Dataset entries
..........
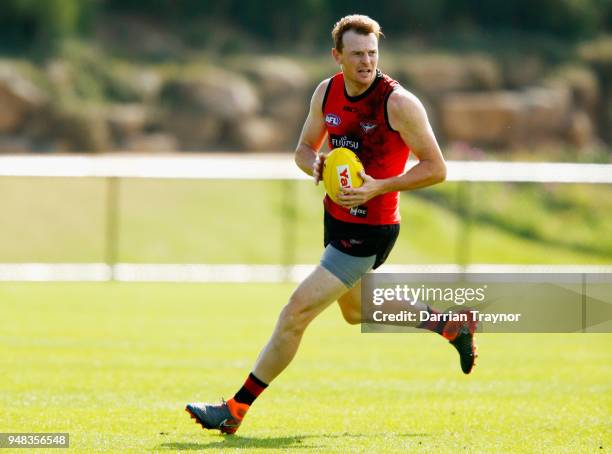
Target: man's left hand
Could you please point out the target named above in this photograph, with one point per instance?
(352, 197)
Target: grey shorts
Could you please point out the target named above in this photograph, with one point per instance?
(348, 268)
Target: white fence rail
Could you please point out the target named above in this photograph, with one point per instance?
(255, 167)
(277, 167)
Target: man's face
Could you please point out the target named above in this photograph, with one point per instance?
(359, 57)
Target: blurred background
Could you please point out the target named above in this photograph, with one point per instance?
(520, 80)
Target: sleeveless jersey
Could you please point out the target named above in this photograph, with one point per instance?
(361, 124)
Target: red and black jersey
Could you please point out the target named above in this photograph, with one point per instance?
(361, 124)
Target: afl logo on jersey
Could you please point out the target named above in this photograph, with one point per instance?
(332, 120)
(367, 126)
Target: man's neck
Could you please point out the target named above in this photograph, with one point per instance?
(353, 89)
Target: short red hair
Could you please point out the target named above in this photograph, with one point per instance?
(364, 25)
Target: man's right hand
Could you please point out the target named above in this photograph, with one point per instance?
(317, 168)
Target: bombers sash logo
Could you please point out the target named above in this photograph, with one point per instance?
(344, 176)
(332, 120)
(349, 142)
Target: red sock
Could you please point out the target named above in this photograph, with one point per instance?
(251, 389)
..........
DESCRIPTION OF THE TASK: Reproduce all of the data above word for word, and please leave the pictures out.

SOLUTION:
Target: man's left hand
Could you please point out the target named above in this photograph, with one point per instance?
(352, 197)
Target: grey shorts
Could you please point out the target named above in this photograph, with one point per instance?
(348, 268)
Target: white fence rail
Could you please point out the target named above in this photograph, with one point per instance?
(255, 167)
(277, 167)
Target: man's face
Could you please point out the target named above in this photograph, with one point per instance?
(359, 57)
Target: blurred background
Could you please point out the target named above in this photograph, with one point per instance?
(520, 80)
Target: sleeveless jersey
Could you please point out the target named above in this photograph, with one point per instance?
(361, 124)
Target: red and black jersey
Could you please point out the target named above in this photograph, with one point per instance?
(361, 124)
Target: afl logo on jersey
Could you please point out the target named above in this photograph, with one point per instance?
(332, 120)
(367, 126)
Target: man's neck
Could you please point out the target named above in this photograph, with one point per instance?
(353, 89)
Target: short red hair
Could you please point out the target named above in this photograph, with one point per instance?
(364, 25)
Target: man's right hand
Could you please point out the target named above in this photograph, with one point per instance?
(317, 168)
Target: bombers sash logo
Could you please point out the target named above in this photograph, with one point per instance?
(344, 176)
(332, 120)
(349, 142)
Target: red sock
Could you please point out the target named above in this photograph, with one point per instance?
(251, 389)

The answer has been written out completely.